PROBLEM — Will you transcribe the entries that follow, exactly and in full?

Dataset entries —

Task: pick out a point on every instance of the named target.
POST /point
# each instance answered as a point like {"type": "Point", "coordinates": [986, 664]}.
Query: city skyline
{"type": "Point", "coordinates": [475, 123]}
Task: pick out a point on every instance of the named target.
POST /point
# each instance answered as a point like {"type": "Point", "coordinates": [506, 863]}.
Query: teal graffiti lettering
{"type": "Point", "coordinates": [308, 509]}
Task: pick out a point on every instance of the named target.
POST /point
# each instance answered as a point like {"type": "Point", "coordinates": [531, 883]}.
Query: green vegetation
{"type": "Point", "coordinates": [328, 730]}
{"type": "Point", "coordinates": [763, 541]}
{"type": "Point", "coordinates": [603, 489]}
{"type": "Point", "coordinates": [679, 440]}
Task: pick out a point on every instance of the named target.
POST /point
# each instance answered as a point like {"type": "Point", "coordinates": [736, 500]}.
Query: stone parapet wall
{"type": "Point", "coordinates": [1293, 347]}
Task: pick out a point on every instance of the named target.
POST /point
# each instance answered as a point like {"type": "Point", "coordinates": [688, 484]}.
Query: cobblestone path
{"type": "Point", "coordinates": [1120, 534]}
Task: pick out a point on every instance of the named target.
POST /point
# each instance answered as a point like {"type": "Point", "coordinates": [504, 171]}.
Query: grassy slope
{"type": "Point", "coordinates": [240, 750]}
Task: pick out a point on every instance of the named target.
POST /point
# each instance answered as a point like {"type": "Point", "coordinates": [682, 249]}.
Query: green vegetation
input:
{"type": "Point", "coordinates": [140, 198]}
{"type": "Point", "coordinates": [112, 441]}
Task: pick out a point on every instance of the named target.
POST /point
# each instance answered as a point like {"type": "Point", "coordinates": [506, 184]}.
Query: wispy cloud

EXERCISE OUTPUT —
Task: pick out a point on every instance of the named target.
POST /point
# each instance answered as a point like {"type": "Point", "coordinates": [986, 664]}.
Query: city skyline
{"type": "Point", "coordinates": [475, 123]}
Task: pick out a point on every instance of the named target.
POST /point
# each instance answered as a point like {"type": "Point", "coordinates": [506, 863]}.
Query: teal graffiti lettering
{"type": "Point", "coordinates": [308, 509]}
Task: pick out a point on every instance of the named target.
POST /point
# each instance answered as a point like {"type": "Point", "coordinates": [531, 883]}.
Query: green vegetation
{"type": "Point", "coordinates": [328, 730]}
{"type": "Point", "coordinates": [763, 541]}
{"type": "Point", "coordinates": [603, 489]}
{"type": "Point", "coordinates": [679, 440]}
Task: pick out a point on every instance of the named target.
POST /point
# each instance answered as a point like {"type": "Point", "coordinates": [736, 500]}.
Query: stone parapet wall
{"type": "Point", "coordinates": [1293, 347]}
Task: pick out a point on every instance of the named target.
POST /point
# each instance answered as a point like {"type": "Point", "coordinates": [688, 484]}.
Query: cobblestone path
{"type": "Point", "coordinates": [1120, 534]}
Task: pick out a point on every instance of the named target.
POST /point
# each instance answered as a point like {"type": "Point", "coordinates": [504, 171]}.
Query: grassy slope
{"type": "Point", "coordinates": [240, 750]}
Task: pick out a point on every instance of the named target.
POST /point
# each instance answered as a point like {"type": "Point", "coordinates": [682, 249]}.
Query: green vegetation
input:
{"type": "Point", "coordinates": [140, 198]}
{"type": "Point", "coordinates": [112, 441]}
Task: pick out a point on every instance of the named target.
POST /point
# each instance answered as a point like {"type": "Point", "coordinates": [506, 184]}.
Query: wispy cloud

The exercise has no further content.